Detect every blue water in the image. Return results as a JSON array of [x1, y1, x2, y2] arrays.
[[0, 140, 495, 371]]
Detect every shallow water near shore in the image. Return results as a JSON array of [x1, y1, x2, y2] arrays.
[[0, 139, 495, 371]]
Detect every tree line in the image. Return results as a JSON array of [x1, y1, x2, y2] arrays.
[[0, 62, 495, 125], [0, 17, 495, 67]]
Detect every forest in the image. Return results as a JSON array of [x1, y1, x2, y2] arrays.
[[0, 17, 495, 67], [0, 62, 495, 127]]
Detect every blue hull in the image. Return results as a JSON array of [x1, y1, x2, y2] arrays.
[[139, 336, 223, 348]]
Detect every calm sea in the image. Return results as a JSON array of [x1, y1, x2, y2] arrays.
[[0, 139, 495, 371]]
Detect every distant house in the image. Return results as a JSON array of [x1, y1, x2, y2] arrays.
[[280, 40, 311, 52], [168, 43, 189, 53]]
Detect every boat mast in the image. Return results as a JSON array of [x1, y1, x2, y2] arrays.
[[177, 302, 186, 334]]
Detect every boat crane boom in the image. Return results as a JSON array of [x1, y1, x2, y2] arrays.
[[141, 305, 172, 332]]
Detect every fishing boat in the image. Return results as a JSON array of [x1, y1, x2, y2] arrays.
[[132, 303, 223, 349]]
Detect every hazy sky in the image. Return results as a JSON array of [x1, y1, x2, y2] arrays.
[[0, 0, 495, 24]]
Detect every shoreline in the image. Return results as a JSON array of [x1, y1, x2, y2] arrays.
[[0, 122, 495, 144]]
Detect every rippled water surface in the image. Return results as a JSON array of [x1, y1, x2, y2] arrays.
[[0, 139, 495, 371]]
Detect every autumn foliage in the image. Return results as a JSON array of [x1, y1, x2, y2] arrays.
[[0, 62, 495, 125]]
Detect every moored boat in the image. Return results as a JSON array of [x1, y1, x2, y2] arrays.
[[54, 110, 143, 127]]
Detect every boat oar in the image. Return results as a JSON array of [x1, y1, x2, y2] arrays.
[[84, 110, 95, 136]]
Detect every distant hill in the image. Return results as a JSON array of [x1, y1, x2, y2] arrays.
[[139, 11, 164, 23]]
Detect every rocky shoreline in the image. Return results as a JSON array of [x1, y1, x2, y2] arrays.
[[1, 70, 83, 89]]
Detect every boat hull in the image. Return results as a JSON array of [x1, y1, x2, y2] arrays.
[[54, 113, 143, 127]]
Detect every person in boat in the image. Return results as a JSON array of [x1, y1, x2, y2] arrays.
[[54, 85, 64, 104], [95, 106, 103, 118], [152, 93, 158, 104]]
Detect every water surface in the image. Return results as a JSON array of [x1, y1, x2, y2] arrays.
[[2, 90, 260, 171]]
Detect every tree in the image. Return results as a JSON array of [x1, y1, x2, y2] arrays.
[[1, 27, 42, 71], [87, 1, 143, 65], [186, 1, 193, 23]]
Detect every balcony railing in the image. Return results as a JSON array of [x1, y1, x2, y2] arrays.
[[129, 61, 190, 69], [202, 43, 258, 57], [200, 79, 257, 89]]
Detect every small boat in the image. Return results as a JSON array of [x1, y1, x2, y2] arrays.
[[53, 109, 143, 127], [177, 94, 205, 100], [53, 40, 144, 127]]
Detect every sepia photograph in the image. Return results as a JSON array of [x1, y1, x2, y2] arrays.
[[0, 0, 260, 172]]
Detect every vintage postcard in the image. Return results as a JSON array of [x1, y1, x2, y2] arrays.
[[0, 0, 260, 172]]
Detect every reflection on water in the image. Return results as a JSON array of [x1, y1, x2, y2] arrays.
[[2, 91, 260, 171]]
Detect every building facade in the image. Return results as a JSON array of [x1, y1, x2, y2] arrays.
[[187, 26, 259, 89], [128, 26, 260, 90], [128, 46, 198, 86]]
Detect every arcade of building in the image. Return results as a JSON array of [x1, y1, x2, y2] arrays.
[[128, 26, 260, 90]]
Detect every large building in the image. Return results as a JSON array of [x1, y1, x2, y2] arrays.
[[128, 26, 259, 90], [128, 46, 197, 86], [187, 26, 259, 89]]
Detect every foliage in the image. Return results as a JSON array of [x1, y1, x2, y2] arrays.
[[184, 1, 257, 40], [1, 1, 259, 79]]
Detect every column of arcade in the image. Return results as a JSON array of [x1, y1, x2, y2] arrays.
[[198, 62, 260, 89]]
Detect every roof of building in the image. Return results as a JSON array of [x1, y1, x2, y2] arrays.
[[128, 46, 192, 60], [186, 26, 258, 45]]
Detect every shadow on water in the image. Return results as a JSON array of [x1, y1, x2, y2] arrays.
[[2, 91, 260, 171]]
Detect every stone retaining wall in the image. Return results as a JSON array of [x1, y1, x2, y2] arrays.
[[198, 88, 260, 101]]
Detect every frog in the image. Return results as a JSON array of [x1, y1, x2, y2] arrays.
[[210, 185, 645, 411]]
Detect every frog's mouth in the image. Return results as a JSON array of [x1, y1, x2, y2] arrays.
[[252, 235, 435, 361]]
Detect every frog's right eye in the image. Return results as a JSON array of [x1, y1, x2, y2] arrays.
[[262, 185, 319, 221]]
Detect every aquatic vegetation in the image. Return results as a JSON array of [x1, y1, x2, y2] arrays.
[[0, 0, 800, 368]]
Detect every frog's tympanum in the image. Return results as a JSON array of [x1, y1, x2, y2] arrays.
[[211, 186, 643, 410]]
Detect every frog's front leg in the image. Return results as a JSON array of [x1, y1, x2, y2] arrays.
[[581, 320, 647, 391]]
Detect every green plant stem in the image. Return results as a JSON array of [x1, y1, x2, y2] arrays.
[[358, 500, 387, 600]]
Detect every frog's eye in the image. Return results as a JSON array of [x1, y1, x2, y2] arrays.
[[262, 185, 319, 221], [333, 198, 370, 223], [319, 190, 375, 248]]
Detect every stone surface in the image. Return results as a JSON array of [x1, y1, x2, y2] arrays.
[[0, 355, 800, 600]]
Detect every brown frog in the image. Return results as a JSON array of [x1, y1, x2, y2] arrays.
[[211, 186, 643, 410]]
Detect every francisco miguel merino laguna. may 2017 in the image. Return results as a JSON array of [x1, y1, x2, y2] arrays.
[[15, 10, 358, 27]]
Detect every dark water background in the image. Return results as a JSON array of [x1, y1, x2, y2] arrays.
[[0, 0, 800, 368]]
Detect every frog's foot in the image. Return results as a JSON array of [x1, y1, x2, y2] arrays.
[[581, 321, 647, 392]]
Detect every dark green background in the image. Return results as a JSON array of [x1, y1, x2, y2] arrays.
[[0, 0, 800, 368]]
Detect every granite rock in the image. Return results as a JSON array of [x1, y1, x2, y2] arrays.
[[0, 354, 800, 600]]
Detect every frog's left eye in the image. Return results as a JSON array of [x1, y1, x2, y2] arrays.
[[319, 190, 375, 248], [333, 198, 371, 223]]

---

# REQUEST
Can you give these rows as a numbered list, leaving out blank lines?

# ANSWER
1. Detect every blue water in the image. Return results as a JSON array of [x1, y1, x2, y2] arrays.
2. [[0, 140, 495, 371]]
3. Detect every shallow water near shore in the image. Return results as a JSON array of [x1, y1, x2, y2] arrays.
4. [[0, 139, 495, 371]]
5. Detect every tree line in the image. Return results as a JSON array of [x1, y1, x2, y2] arrays.
6. [[0, 62, 495, 125], [0, 17, 495, 67]]
7. Detect every forest in the image. Return results as a JSON array of [x1, y1, x2, y2] arrays.
8. [[0, 17, 495, 67], [0, 62, 495, 127]]
9. Detect every blue hull in the image. Return results as a JSON array of [x1, y1, x2, y2] arrays.
10. [[139, 336, 223, 348]]
11. Detect every calm sea in the image. Return results as a JSON array of [x1, y1, x2, y2] arrays.
12. [[0, 139, 495, 371]]
13. Detect every distant house in the image. Return results as a JSON array of [x1, y1, x2, y2] arrays.
14. [[280, 40, 311, 52], [168, 43, 189, 53]]
15. Detect every boat mast in the image. Return results as a JSON array of [x1, y1, x2, y2] arrays.
16. [[177, 302, 186, 334]]
17. Detect every boat crane boom in the image. Return results as a JSON array of [x1, y1, x2, y2] arrays.
18. [[141, 305, 172, 332]]
19. Detect every fishing boat in the image. Return results as a JSON array of [x1, y1, x2, y2] arrays.
20. [[132, 303, 223, 349]]
21. Detect every hazy sky in the image. Return results as a JSON array of [x1, y1, x2, y2] arrays.
22. [[0, 0, 495, 24]]
23. Detect every shoreline in the image. Return results as a JSON array of [x1, y1, x2, y2] arrays.
24. [[0, 122, 495, 144]]
25. Detect every rippled water surface in the image. Return results as a JSON array of [x1, y1, x2, y2] arrays.
26. [[0, 139, 495, 371]]
27. Detect every autumn foliage in the image. Return results as a JSON array of [x1, y1, x2, y2] arrays.
28. [[0, 62, 495, 125]]
29. Detect every moored boat in the image. Return results as a JSON array of [x1, y1, x2, y2] arrays.
30. [[54, 110, 143, 127]]
31. Detect every boat oar in the image. Return results as a JSON array of [x1, y1, x2, y2] arrays.
32. [[84, 110, 95, 136]]
33. Detect every distant hill in the image. Return results as a JSON array of [x1, y1, x2, y2] arrays.
34. [[139, 11, 164, 23]]
35. Detect every rocky shoreline in the image. Return results as a JSON array of [x1, y1, x2, y2] arrays.
36. [[1, 70, 83, 89]]
37. Detect every boat hull in the image. Return results as a JSON array of [x1, y1, x2, y2] arrays.
38. [[54, 113, 143, 127]]
39. Detect every person in boat in the image. Return results as a JSON array of [x1, y1, x2, y2] arrays.
40. [[54, 85, 64, 104], [95, 106, 103, 118], [152, 93, 158, 104]]
41. Detect every water surface in the image. Return results as a JSON array of [x1, y1, x2, y2] arrays.
42. [[2, 90, 260, 171]]
43. Detect every tree in the image. Return results as a JSON array of [x1, y1, x2, y2] arrays.
44. [[1, 27, 42, 71], [87, 1, 143, 65], [186, 1, 193, 23]]
45. Detect every balcony railing in the image. Return results as a JSON array of [x1, y1, x2, y2] arrays.
46. [[129, 61, 190, 69], [202, 43, 258, 57], [200, 79, 257, 89]]
47. Detect every small boat in the image. Return results as a JSON array of [x1, y1, x2, y2] arrays.
48. [[53, 109, 143, 127], [177, 94, 205, 100], [53, 40, 144, 127]]
49. Detect every sepia photograph in the image. Return results as a JSON array of [x1, y1, x2, y2] arrays.
50. [[0, 0, 260, 172]]
51. Detect every vintage postcard in the image. Return results as a JSON array of [x1, y1, x2, y2] arrays.
52. [[0, 0, 260, 172]]
53. Detect every reflection on water in the image. Return results as a JSON array of [x1, y1, x2, y2] arrays.
54. [[2, 91, 260, 171]]
55. Detect every building facade in the image. Return results as a JSON array of [x1, y1, x2, y2] arrays.
56. [[187, 26, 259, 89], [128, 26, 260, 90], [128, 46, 198, 86]]
57. Detect every arcade of building in the image. Return results as a JSON array of [x1, y1, x2, y2] arrays.
58. [[128, 26, 260, 90]]
59. Detect every large building in the image. Return results as a JSON array of [x1, y1, x2, y2] arrays.
60. [[128, 26, 259, 90], [128, 46, 197, 86], [187, 26, 259, 89]]
61. Detect every foliage in the image. Return results as a JSON array of [x1, y1, x2, y2] arrays.
62. [[184, 1, 257, 40], [1, 1, 259, 79]]
63. Detect every column of arcade in the image. Return results as a JSON array of [x1, y1, x2, y2] arrays.
64. [[198, 62, 260, 89]]
65. Detect every roof of building in the image. Return results as a JSON array of [x1, y1, x2, y2] arrays.
66. [[128, 46, 192, 60], [186, 26, 258, 45]]
67. Detect every shadow on water in the image. Return results as a JSON array of [x1, y1, x2, y2] arrays.
68. [[2, 91, 260, 171]]
69. Detect every stone retaining wall in the image. Return results as a JSON array of [x1, y1, x2, y2] arrays.
70. [[198, 88, 260, 101]]
71. Detect every frog in the image. Return results as a JSON array of [x1, y1, x2, y2] arrays.
72. [[210, 185, 645, 411]]
73. Detect every frog's mouth in the image. Return results as a JSON array of [x1, y1, x2, y2] arrays.
74. [[252, 235, 435, 361]]
75. Detect every frog's right eye in the image. Return results as a JSON array of [x1, y1, x2, y2] arrays.
76. [[262, 185, 319, 221]]
77. Detect every aquatic vegetation in the image. Return results as a JSON array of [x1, y1, x2, y2] arrays.
78. [[0, 0, 800, 368]]
79. Detect every frog's tympanum in the image. Return results as a JSON array of [x1, y1, x2, y2] arrays.
80. [[211, 186, 643, 410]]
81. Detect every frog's front leg in the image. Return results as a JSON array of [x1, y1, x2, y2] arrays.
82. [[581, 320, 647, 391]]
83. Detect every green plant stem in the image. Return results as a JSON array of [x1, y1, x2, y2] arrays.
84. [[358, 500, 387, 600]]
85. Detect every frog's eye in the image. Return results as a JSON array of [x1, y1, x2, y2] arrays.
86. [[262, 185, 319, 221], [333, 198, 370, 223], [319, 190, 375, 248]]
87. Detect every stone surface in the image. Return results as a JSON array of [x1, y1, x2, y2] arrays.
88. [[0, 355, 800, 600]]
89. Detect every brown frog in the image. Return results as a JSON array of [x1, y1, x2, y2] arrays.
90. [[211, 186, 643, 410]]
91. Detect every francisco miguel merino laguna. may 2017 in the image. Return results as a JSON array of [x1, y1, x2, y2] arrays.
92. [[15, 10, 358, 27]]
93. Detect every dark water background in the image. Return results as a JSON array of [x1, y1, x2, y2] arrays.
94. [[0, 0, 800, 368]]
95. Detect every frog's foot in the image. Return results as a JSON array of [x1, y1, x2, y2] arrays.
96. [[581, 321, 647, 392]]
97. Detect every dark green background in the image. Return results as a JSON array of [x1, y1, x2, y2] arrays.
98. [[0, 0, 800, 368]]
99. Detect every granite rock in the image. Return results as a JSON array of [x1, y1, x2, y2] arrays.
100. [[0, 354, 800, 600]]
101. Detect every frog's left eye in the image. Return results as a JSON array of [x1, y1, x2, y2] arrays.
102. [[319, 190, 375, 248], [333, 198, 371, 223]]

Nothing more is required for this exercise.